Stored entries:
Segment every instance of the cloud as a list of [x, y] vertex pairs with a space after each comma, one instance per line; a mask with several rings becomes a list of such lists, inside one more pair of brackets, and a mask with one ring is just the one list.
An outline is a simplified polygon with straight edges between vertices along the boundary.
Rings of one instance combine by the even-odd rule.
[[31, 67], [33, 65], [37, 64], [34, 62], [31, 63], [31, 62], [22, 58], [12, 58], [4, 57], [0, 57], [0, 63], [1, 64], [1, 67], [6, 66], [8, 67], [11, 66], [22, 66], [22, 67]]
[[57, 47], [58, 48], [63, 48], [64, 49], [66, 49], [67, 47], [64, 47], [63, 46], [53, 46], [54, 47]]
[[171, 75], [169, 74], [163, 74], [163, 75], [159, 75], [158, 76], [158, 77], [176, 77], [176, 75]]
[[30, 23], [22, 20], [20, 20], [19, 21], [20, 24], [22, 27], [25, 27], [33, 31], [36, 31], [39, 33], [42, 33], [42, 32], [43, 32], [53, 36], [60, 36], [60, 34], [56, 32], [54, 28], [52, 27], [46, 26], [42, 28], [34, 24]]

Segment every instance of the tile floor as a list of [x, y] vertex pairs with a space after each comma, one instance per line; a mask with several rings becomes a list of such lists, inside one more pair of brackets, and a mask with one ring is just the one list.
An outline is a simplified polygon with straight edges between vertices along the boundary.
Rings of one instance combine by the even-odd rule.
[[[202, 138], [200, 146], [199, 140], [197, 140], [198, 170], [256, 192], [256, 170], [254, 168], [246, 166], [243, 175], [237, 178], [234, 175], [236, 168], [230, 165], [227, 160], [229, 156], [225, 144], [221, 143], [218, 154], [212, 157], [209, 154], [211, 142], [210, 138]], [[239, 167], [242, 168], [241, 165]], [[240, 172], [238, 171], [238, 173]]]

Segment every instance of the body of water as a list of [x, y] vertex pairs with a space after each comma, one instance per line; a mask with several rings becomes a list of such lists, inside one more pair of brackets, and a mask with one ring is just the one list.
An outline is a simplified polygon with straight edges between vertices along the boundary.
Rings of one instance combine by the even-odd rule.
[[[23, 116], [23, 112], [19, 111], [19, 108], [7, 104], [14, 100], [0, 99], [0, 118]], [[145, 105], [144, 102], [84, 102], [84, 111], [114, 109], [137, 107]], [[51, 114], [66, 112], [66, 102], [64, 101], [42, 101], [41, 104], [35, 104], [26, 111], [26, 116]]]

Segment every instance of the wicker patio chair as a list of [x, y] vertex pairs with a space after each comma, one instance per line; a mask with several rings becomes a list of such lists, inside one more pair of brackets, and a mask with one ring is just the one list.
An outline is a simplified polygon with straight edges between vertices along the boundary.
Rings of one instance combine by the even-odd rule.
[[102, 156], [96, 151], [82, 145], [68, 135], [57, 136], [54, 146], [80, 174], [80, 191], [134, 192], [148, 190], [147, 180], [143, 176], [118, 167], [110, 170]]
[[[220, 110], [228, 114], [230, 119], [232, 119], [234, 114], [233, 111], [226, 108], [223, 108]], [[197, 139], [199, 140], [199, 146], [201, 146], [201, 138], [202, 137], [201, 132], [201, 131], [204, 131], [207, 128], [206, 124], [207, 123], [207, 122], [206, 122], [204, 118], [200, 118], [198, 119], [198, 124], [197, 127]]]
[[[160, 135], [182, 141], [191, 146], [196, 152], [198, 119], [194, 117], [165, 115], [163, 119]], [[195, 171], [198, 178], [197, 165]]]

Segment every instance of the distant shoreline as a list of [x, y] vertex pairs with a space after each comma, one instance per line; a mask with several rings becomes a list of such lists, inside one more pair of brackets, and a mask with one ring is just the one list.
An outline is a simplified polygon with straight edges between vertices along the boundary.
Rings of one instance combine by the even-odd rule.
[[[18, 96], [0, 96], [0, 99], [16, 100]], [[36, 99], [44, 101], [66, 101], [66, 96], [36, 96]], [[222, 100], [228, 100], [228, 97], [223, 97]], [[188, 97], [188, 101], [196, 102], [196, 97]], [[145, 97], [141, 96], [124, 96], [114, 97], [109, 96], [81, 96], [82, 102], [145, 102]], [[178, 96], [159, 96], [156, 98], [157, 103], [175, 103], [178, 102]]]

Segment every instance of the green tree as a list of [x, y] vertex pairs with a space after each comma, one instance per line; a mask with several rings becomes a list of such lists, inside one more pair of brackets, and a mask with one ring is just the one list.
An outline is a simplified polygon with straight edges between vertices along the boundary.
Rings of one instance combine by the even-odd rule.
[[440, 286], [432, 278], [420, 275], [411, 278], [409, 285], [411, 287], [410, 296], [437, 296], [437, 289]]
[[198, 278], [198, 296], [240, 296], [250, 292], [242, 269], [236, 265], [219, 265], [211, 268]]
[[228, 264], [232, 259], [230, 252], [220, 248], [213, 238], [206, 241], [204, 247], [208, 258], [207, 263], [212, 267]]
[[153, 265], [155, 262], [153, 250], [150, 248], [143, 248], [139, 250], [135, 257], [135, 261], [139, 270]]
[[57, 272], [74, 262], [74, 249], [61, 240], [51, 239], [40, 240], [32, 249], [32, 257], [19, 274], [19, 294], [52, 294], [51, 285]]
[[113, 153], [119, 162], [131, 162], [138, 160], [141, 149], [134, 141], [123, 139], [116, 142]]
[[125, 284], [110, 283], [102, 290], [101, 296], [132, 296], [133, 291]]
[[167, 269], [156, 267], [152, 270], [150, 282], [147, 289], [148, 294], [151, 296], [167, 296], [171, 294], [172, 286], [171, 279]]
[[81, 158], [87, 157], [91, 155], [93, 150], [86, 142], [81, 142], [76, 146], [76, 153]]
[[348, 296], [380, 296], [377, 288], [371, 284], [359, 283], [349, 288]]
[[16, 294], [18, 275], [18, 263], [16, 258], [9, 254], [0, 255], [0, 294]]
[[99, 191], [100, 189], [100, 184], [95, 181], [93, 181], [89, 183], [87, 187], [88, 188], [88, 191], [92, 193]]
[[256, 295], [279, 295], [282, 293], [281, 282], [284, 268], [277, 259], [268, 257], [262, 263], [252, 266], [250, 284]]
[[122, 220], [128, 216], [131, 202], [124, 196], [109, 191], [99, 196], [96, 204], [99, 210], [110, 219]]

YOUR TASK: Word for word, restate all of the data shown above.

OUTPUT FOR THIS TASK:
Segment every instance of the cloud as a list of [x, y] vertex pairs with a space after each comma, one instance per line; a mask with several rings becomes a list of such lists, inside one more pair of brackets, and a mask with one ring is just the one list.
An outline is a simplified polygon with straight edges between vertices along the boundary.
Rings of one instance combine by the even-odd rule.
[[31, 67], [33, 65], [37, 64], [34, 62], [31, 63], [31, 62], [22, 58], [12, 58], [4, 57], [0, 57], [0, 63], [1, 64], [1, 67], [6, 66], [8, 67], [11, 66], [22, 66], [22, 67]]
[[57, 47], [58, 48], [63, 48], [64, 49], [66, 49], [67, 47], [64, 47], [63, 46], [53, 46], [54, 47]]
[[171, 75], [169, 74], [163, 74], [163, 75], [159, 75], [158, 76], [158, 77], [176, 77], [176, 75]]
[[30, 23], [22, 20], [20, 20], [19, 21], [20, 24], [22, 27], [25, 27], [33, 31], [36, 31], [39, 33], [42, 33], [42, 32], [43, 32], [53, 36], [60, 36], [60, 34], [56, 32], [54, 28], [52, 27], [46, 26], [42, 28], [34, 24]]

Segment every instance of the tile floor as a list of [x, y] vertex pairs with a space after each comma, one instance per line; a mask with several rings becomes a list of such lists, inside one more pair of brackets, and a mask with one ring is just the one list.
An outline is a simplified polygon with straight edges between vertices along the boundary.
Rings of one instance combine by the even-odd rule.
[[[202, 138], [200, 146], [199, 140], [197, 140], [198, 170], [256, 192], [256, 170], [254, 168], [246, 166], [243, 175], [237, 178], [234, 175], [236, 168], [230, 165], [227, 160], [229, 156], [225, 144], [221, 143], [218, 154], [212, 157], [209, 154], [211, 142], [210, 138]], [[239, 167], [242, 168], [241, 165]], [[240, 172], [238, 171], [238, 173]]]

Segment every instance of the body of water as a list of [x, y] vertex pairs with a space after each comma, one instance per line; a mask with several rings becomes a list of such lists, inside one more pair of brackets, and a mask with one ring is just the one list.
An outline is a simplified polygon with straight edges between vertices along the boundary.
Rings of one instance combine by the even-odd rule.
[[[23, 116], [23, 112], [19, 111], [19, 108], [7, 104], [14, 100], [0, 99], [0, 118]], [[145, 105], [144, 102], [84, 102], [84, 111], [114, 109], [137, 107]], [[51, 114], [66, 112], [66, 102], [64, 101], [42, 101], [41, 104], [35, 104], [26, 111], [26, 116]]]

Segment every instance of the wicker patio chair as a list of [x, y] vertex pairs with a space after each comma, one instance per line; a mask with several rings becomes a list of such lists, inside one more pair of brackets, and a mask with one ring is just the one list.
An outline is a simplified polygon with straight edges between vertices along the boundary.
Rings of one instance combine by the even-odd rule.
[[102, 156], [96, 151], [82, 145], [68, 135], [57, 136], [54, 146], [80, 174], [80, 191], [134, 192], [148, 190], [147, 180], [143, 176], [118, 167], [110, 170]]
[[[220, 110], [228, 114], [230, 119], [232, 119], [234, 114], [233, 111], [226, 108], [223, 108]], [[197, 139], [199, 140], [199, 146], [201, 146], [201, 138], [202, 137], [201, 132], [201, 131], [204, 131], [207, 128], [206, 124], [207, 123], [207, 122], [206, 122], [204, 118], [200, 118], [198, 119], [198, 124], [197, 127]]]
[[[160, 135], [182, 141], [191, 146], [196, 152], [198, 119], [194, 117], [165, 115], [163, 119]], [[195, 171], [198, 178], [197, 165]]]

Segment every instance of the distant shoreline as a list of [x, y] vertex pairs with a space after each comma, one instance per line; a mask with several rings becomes a list of such lists, inside one more pair of brackets, and a mask with one ring is just the one list.
An outline is a simplified polygon with straight edges between vertices along the boundary.
Rings of one instance combine by the even-odd rule.
[[[18, 96], [0, 96], [0, 99], [16, 100]], [[36, 99], [44, 101], [66, 101], [66, 96], [36, 96]], [[222, 100], [228, 100], [228, 97], [223, 97]], [[188, 97], [188, 101], [196, 102], [196, 97]], [[145, 97], [141, 96], [124, 96], [114, 97], [109, 96], [81, 96], [82, 102], [145, 102]], [[178, 96], [159, 96], [156, 98], [157, 103], [175, 103], [178, 102]]]

Segment every instance of the green tree as a list of [x, y] vertex pairs with a space after each comma, one instance per line; a mask with several rings becomes a list of such lists, inside one more pair of brackets, and a mask with one ring is just the one list.
An outline is a simplified polygon with straight edges between vertices along the boundary.
Rings of one instance combine by the even-odd rule.
[[440, 286], [432, 278], [420, 275], [411, 278], [409, 285], [411, 287], [410, 296], [437, 296], [437, 289]]
[[198, 278], [198, 296], [240, 296], [250, 292], [242, 269], [236, 265], [219, 265], [211, 268]]
[[228, 264], [232, 259], [230, 252], [220, 248], [213, 238], [206, 241], [204, 247], [208, 258], [207, 263], [212, 267]]
[[153, 265], [155, 262], [153, 250], [150, 248], [143, 248], [139, 250], [135, 257], [135, 261], [139, 270]]
[[57, 272], [74, 262], [74, 249], [61, 240], [51, 239], [40, 240], [32, 249], [32, 257], [19, 274], [19, 294], [52, 294], [51, 285]]
[[113, 153], [119, 162], [131, 162], [138, 160], [141, 149], [134, 141], [123, 139], [116, 142]]
[[125, 284], [110, 283], [102, 290], [101, 296], [132, 296], [133, 291]]
[[167, 269], [156, 267], [152, 270], [150, 282], [147, 289], [148, 294], [151, 296], [167, 296], [171, 294], [172, 286], [171, 279]]
[[81, 158], [87, 157], [91, 155], [93, 150], [86, 142], [81, 142], [76, 146], [76, 153]]
[[348, 296], [380, 296], [377, 288], [371, 284], [359, 283], [349, 288]]
[[16, 294], [18, 275], [18, 263], [16, 258], [9, 254], [0, 255], [0, 294]]
[[99, 191], [100, 189], [100, 184], [95, 181], [93, 181], [89, 183], [87, 187], [88, 188], [88, 191], [92, 193]]
[[256, 295], [279, 295], [282, 293], [281, 282], [284, 268], [277, 259], [268, 257], [262, 263], [252, 266], [250, 284]]
[[122, 220], [128, 216], [131, 202], [124, 196], [109, 191], [99, 196], [96, 204], [99, 210], [110, 219]]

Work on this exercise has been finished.